REQUIREMENT ->
Reproduce the lines of the material below word for word, starting with the line containing "mark the region of every instance of the paved" and continuing through the line containing "L 210 166 L". Include both of those lines and output nothing else.

Segmentation dataset material ->
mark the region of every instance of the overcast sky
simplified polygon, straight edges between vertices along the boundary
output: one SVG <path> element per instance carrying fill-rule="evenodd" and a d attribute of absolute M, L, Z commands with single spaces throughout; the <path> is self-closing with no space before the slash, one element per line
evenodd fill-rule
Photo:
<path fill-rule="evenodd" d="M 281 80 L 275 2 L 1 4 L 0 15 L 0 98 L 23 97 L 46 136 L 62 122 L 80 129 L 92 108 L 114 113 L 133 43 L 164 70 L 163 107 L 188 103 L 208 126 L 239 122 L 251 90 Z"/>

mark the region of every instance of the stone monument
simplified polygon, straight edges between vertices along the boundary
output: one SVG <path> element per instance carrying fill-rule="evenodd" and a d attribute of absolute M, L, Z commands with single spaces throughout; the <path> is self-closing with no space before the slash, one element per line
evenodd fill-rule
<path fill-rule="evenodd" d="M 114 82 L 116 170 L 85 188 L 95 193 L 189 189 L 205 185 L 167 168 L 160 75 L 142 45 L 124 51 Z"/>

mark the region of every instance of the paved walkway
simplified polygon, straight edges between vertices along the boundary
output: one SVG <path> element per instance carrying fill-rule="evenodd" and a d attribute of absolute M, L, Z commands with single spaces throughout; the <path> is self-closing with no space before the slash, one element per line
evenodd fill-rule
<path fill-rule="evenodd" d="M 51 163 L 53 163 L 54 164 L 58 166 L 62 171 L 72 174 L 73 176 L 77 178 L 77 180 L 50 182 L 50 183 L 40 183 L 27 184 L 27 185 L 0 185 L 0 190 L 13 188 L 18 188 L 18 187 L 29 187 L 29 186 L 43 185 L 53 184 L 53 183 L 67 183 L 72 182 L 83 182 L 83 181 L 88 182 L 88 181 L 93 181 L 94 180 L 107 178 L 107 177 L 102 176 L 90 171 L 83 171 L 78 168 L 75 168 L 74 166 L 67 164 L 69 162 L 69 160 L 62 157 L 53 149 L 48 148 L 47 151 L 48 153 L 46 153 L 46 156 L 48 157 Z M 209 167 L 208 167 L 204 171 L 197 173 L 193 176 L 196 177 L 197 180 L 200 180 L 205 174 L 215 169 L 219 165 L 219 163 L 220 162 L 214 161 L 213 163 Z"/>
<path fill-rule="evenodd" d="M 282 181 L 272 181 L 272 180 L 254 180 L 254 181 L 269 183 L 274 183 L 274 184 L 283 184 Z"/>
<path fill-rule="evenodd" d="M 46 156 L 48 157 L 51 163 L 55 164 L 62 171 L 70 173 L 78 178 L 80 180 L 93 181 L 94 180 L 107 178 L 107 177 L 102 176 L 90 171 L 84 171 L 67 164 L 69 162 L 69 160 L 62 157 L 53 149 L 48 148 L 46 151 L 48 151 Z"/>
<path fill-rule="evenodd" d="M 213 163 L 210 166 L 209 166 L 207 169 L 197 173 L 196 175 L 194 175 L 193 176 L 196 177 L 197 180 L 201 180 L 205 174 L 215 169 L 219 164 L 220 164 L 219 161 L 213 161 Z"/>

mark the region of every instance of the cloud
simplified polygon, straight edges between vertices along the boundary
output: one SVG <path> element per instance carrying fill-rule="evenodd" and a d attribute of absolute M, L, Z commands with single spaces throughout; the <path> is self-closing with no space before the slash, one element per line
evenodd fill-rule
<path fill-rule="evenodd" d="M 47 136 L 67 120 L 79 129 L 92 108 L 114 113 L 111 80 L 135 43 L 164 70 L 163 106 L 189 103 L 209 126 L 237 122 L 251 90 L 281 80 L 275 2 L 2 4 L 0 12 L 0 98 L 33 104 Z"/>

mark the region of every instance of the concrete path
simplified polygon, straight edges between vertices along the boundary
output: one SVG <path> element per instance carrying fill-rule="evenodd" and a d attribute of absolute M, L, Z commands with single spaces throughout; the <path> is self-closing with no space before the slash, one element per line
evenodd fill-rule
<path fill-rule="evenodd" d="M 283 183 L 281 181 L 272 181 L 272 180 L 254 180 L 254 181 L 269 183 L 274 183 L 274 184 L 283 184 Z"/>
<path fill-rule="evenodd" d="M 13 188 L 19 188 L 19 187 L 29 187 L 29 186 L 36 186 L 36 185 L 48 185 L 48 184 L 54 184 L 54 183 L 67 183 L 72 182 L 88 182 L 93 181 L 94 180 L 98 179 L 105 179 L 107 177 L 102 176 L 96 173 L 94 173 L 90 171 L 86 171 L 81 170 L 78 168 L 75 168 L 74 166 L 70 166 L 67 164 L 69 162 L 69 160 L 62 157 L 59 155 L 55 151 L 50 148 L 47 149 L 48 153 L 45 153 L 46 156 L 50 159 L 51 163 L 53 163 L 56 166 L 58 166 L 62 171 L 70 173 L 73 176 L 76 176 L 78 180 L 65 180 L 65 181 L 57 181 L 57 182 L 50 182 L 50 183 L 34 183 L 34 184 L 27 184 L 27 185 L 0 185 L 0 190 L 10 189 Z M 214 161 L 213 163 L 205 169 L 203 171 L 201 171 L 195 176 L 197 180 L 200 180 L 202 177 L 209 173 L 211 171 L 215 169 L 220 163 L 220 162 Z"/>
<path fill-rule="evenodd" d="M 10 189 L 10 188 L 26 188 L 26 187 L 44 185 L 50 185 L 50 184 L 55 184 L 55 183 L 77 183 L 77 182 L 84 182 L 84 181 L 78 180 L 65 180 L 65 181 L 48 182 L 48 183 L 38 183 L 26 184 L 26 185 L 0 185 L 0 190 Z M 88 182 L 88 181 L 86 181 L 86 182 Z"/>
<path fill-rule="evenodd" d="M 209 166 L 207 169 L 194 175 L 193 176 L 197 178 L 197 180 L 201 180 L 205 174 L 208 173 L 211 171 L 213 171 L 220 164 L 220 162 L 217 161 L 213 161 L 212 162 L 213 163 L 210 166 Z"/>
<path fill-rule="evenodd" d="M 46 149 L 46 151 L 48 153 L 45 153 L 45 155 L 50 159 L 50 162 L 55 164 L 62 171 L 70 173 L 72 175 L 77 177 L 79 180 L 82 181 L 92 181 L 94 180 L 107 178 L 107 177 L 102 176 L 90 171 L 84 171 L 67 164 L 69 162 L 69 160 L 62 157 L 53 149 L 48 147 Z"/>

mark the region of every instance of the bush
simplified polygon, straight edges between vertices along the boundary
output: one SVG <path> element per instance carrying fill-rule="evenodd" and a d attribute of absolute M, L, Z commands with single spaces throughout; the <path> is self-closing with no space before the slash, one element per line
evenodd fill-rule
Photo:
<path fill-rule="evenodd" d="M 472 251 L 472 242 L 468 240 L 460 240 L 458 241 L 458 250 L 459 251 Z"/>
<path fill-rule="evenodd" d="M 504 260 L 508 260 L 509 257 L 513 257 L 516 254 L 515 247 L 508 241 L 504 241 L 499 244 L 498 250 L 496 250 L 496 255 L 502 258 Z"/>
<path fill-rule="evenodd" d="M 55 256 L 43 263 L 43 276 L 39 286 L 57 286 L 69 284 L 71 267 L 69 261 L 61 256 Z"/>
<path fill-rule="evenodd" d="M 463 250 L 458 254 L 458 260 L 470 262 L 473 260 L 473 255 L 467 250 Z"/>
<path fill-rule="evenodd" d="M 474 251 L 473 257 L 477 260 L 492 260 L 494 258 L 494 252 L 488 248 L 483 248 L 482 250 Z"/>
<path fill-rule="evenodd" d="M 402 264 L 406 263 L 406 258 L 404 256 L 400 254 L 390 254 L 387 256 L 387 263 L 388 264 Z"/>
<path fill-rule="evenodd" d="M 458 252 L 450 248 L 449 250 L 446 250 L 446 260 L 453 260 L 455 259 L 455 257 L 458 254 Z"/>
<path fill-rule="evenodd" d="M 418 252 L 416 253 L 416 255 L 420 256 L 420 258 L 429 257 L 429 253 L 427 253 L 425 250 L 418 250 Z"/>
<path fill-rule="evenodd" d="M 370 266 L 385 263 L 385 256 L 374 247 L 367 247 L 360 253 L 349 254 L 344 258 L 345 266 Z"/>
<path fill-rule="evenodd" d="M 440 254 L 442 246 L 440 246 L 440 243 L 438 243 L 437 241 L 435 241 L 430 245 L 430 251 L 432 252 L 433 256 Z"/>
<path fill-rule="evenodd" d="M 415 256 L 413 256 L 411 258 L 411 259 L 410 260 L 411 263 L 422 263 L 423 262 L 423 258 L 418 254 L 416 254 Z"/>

EXPECTED ANSWER ->
mark the region of every instance of the paved walkway
simplified polygon, straight edges between vertices along the boundary
output: one SVG <path> element per instance carrying fill-rule="evenodd" and a d attribute of absolute M, L, Z commands with single spaces throughout; the <path> is self-closing with no space before the slash, one element per line
evenodd fill-rule
<path fill-rule="evenodd" d="M 51 163 L 53 163 L 54 164 L 58 166 L 62 171 L 72 174 L 73 176 L 77 178 L 77 180 L 50 182 L 50 183 L 40 183 L 27 184 L 27 185 L 0 185 L 0 190 L 13 188 L 18 188 L 18 187 L 29 187 L 29 186 L 43 185 L 53 184 L 53 183 L 67 183 L 72 182 L 83 182 L 83 181 L 88 182 L 88 181 L 93 181 L 94 180 L 107 178 L 107 177 L 102 176 L 90 171 L 83 171 L 78 168 L 75 168 L 74 166 L 67 164 L 69 162 L 69 160 L 62 157 L 53 149 L 48 148 L 47 151 L 48 153 L 46 153 L 46 156 L 48 157 Z M 209 167 L 208 167 L 204 171 L 197 173 L 193 176 L 196 177 L 197 180 L 200 180 L 205 174 L 215 169 L 219 165 L 219 163 L 220 162 L 214 161 L 213 163 Z"/>
<path fill-rule="evenodd" d="M 282 181 L 272 181 L 272 180 L 254 180 L 254 181 L 269 183 L 274 183 L 274 184 L 283 184 Z"/>
<path fill-rule="evenodd" d="M 46 156 L 48 157 L 51 163 L 55 164 L 62 171 L 70 173 L 78 178 L 80 180 L 93 181 L 94 180 L 107 178 L 107 177 L 102 176 L 90 171 L 84 171 L 67 164 L 69 162 L 69 160 L 62 157 L 53 149 L 48 148 L 46 151 L 48 151 Z"/>
<path fill-rule="evenodd" d="M 213 163 L 210 166 L 209 166 L 207 169 L 197 173 L 196 175 L 194 175 L 193 176 L 196 177 L 197 180 L 201 180 L 205 174 L 215 169 L 219 164 L 220 164 L 219 161 L 213 161 Z"/>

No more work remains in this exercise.